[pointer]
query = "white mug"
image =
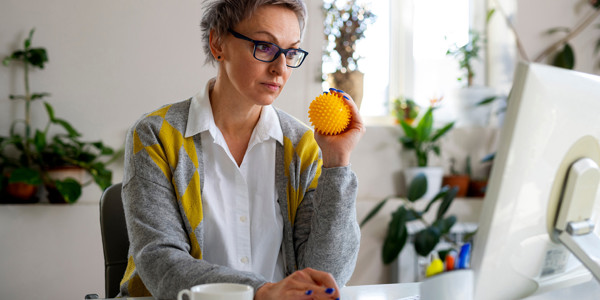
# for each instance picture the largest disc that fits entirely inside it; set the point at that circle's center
(218, 291)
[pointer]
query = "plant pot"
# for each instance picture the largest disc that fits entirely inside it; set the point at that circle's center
(477, 188)
(434, 179)
(460, 181)
(349, 82)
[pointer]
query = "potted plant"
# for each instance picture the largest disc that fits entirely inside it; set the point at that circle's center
(345, 25)
(457, 179)
(30, 156)
(424, 140)
(426, 239)
(405, 109)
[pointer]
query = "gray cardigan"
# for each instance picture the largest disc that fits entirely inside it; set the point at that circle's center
(163, 208)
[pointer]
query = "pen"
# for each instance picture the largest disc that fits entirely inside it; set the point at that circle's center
(465, 256)
(450, 260)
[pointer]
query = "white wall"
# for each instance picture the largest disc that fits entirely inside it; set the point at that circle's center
(113, 60)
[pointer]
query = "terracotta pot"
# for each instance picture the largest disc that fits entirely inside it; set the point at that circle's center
(460, 181)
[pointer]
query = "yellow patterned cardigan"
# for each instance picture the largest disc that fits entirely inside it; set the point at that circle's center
(162, 190)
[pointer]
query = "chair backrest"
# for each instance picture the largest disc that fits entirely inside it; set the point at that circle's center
(114, 239)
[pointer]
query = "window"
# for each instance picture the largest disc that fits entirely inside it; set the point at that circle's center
(404, 51)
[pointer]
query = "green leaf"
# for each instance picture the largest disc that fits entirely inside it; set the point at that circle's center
(565, 58)
(39, 140)
(409, 131)
(425, 126)
(39, 96)
(6, 61)
(443, 191)
(444, 225)
(446, 202)
(374, 211)
(69, 188)
(489, 157)
(27, 42)
(50, 111)
(426, 240)
(412, 215)
(396, 236)
(407, 142)
(417, 187)
(25, 175)
(17, 97)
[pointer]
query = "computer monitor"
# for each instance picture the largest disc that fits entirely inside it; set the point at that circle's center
(547, 161)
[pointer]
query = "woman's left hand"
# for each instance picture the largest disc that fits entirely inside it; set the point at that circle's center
(337, 149)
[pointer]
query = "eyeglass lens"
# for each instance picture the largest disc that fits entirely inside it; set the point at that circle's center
(267, 52)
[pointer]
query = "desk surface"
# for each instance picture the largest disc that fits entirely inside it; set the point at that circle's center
(402, 291)
(379, 291)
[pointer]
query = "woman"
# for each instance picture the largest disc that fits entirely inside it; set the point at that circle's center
(223, 187)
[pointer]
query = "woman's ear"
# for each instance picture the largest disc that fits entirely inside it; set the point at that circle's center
(216, 45)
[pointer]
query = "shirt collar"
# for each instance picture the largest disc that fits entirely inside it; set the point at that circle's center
(201, 118)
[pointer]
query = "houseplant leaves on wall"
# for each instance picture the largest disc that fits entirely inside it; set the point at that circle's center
(426, 239)
(28, 154)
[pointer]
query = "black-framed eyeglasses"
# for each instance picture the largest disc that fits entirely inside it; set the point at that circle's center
(268, 52)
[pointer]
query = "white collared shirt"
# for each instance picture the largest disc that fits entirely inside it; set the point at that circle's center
(243, 222)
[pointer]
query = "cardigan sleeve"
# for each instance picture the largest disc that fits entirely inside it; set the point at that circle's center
(326, 231)
(160, 243)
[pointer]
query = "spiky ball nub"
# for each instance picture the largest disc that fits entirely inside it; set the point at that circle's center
(329, 114)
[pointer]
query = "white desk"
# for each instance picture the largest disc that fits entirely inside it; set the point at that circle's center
(399, 291)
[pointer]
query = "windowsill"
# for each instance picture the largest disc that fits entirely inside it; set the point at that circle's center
(379, 121)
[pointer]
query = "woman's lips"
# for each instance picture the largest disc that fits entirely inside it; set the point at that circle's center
(272, 86)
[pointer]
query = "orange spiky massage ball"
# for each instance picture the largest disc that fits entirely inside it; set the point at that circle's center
(329, 114)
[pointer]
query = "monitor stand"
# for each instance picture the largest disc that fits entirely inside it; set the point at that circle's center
(573, 227)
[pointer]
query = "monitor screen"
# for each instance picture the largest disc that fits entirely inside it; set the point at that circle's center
(552, 120)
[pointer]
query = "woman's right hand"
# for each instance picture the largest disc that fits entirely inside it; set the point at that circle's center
(303, 284)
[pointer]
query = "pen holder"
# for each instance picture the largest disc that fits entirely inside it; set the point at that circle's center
(451, 285)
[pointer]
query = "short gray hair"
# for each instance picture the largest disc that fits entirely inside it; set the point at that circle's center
(221, 15)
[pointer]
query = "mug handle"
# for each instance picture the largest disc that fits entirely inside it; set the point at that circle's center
(184, 292)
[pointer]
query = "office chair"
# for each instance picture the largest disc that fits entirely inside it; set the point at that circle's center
(114, 239)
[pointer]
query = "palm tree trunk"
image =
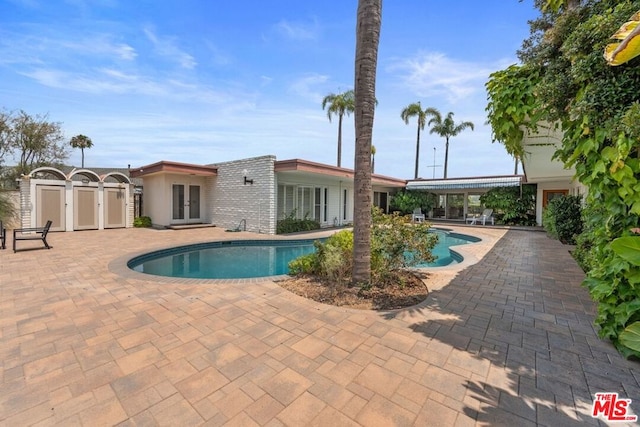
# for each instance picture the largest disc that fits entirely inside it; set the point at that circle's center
(415, 174)
(367, 40)
(339, 140)
(446, 156)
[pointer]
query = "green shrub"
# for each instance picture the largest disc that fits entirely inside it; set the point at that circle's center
(512, 205)
(563, 218)
(305, 264)
(292, 224)
(142, 221)
(549, 222)
(395, 244)
(585, 251)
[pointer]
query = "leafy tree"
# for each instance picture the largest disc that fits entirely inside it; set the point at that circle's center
(562, 218)
(597, 108)
(415, 110)
(340, 104)
(34, 141)
(447, 128)
(367, 39)
(6, 135)
(512, 108)
(7, 209)
(81, 142)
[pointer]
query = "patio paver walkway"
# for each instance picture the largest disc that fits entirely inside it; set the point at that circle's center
(509, 341)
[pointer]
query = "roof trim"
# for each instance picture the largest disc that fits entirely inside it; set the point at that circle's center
(164, 166)
(299, 165)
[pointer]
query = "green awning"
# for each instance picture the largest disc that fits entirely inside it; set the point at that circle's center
(465, 183)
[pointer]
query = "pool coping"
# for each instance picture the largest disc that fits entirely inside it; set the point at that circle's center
(438, 276)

■ Problem statement: Whenever the word "woman" appears in a line of the listing, report that line.

■ Answer:
query = "woman's left hand"
query = "woman"
query = "woman's ear"
query = "woman's lips"
query = "woman's right hand"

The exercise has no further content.